-- START MATERIALS PROVIDED --
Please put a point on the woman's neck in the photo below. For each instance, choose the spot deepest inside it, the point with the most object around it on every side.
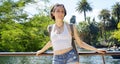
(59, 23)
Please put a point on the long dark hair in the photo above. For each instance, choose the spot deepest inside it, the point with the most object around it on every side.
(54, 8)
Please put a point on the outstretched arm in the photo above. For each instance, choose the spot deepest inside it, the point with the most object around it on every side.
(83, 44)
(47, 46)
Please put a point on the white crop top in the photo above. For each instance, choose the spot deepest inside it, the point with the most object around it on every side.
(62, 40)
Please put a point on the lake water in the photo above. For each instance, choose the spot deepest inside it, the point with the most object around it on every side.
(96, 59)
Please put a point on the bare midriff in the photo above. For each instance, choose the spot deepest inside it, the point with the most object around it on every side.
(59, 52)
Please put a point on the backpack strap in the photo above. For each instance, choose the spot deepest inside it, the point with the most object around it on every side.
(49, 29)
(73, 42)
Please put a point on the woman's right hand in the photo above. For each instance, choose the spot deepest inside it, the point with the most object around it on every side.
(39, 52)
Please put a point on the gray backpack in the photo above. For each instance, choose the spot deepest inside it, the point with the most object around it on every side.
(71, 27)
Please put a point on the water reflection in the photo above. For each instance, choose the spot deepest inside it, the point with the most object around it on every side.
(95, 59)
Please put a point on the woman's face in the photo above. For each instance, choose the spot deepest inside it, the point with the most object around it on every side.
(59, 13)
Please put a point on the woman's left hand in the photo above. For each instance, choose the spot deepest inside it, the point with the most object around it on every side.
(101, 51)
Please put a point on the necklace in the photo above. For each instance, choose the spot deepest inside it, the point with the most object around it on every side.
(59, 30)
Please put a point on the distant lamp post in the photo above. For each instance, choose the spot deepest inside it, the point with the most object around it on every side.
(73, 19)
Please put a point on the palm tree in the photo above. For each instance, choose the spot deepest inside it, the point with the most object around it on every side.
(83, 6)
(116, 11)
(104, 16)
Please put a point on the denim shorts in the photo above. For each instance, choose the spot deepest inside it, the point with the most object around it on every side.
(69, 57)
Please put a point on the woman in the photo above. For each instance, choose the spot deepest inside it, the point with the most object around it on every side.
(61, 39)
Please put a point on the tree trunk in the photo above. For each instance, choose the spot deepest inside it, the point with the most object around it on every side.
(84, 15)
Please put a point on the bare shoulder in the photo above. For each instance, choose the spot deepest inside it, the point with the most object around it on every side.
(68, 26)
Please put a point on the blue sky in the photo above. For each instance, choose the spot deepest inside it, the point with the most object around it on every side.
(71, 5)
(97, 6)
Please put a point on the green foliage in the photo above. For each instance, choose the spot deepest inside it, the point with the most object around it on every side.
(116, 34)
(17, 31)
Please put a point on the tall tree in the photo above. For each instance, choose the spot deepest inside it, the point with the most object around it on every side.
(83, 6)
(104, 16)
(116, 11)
-- END MATERIALS PROVIDED --
**WRITTEN REQUEST**
Lay out all the items above as a numbered list with no blank lines, and leave the pictures out of your answer.

**EXPECTED OUTPUT**
1. Please put a point on the woman's neck in the photo below. For each instance, choose the spot deepest inside it, the point with the most object around it on every side.
2. (59, 23)
3. Please put a point on the long dark hair in the photo above. For each instance, choose the spot deepest inside it, the point with the most object around it on every side.
4. (54, 8)
5. Please put a point on the outstretched arm in the photo above. For each instance, choose the spot deepest inside it, the point with the most object around it on every side.
6. (83, 44)
7. (47, 46)
8. Please put a point on the white crop top in the photo above. For each instance, choose the spot deepest inside it, the point with the most object around it on every side.
9. (62, 40)
10. Please put a point on the lake water in the photo above. For each instance, choose the spot deepest inside it, the point with the most object around it on every side.
11. (96, 59)
12. Please put a point on the bare midriff in the photo above. For each instance, choose the spot deepest inside it, the point with the most object around it on every side.
13. (59, 52)
14. Please put a point on the backpack strap in the photo above. For each instance, choose the spot deepest inside it, the point with the most object around it on every side.
15. (49, 29)
16. (73, 42)
17. Please put a point on the woman's right hand in the photo above. For each instance, choose the spot deepest inside it, the point with the most object around it on every side.
18. (39, 52)
19. Please put a point on the gray backpack in the photo above. For each instance, choose the spot deepest inside it, the point with the most object around it on every side.
20. (71, 27)
21. Please put a point on the water reflection in the photo above. For each instance, choose the spot deepest inside it, the point with the most object around it on every side.
22. (95, 59)
23. Please put a point on the woman's face in the photo above. For each instance, choose the spot deepest inside it, the point with the most object around it on every side.
24. (59, 13)
25. Please put a point on the woman's left hand in the photo above. For each instance, choose the spot deepest inside it, the point with the most object around it on every side.
26. (101, 51)
27. Please put a point on the necklace in the photo above. For each instance, choose the spot deepest inside it, the point with the most object around it on every side.
28. (59, 30)
29. Please put a point on the distant lamp post in the photo above. For each instance, choose the spot deepest inside it, the point with the most object around it on every side.
30. (73, 19)
31. Please put a point on the palm tree in the photo above. For each instance, choose the spot deepest inside it, the point with the most object around it on every side.
32. (83, 6)
33. (116, 11)
34. (104, 16)
35. Please put a point on the denim shorts in the photo above. For each instance, choose the spot deepest inside it, the point with the most object around it on every side.
36. (69, 57)
37. Please put a point on the woman in the photo above. For each instance, choose the spot deepest inside it, the point with the most object around it on every side.
38. (61, 39)
39. Please put a point on the tree trunk in the photo above. For each instance, choose the spot deepest inside it, the point with the most object around it on every side.
40. (84, 15)
41. Please put a point on the bare shoulder in the photo above. For each instance, choose the spot deepest inside it, the point with the most object around it on every side.
42. (68, 26)
43. Please put a point on the blue sky in the photo above. For each instance, choose the spot deepest inside it, the point with the most object around it on every side.
44. (71, 5)
45. (97, 6)
46. Please put a point on the green foliage in the photo above. For each instance, choose the spot deepest inside it, the point with the most object around it on every side.
47. (116, 34)
48. (17, 31)
49. Please put a point on the tall tree in the photo above. For each instance, choose the spot deepest inside it, the point with the most object around it on every side.
50. (83, 6)
51. (104, 16)
52. (116, 11)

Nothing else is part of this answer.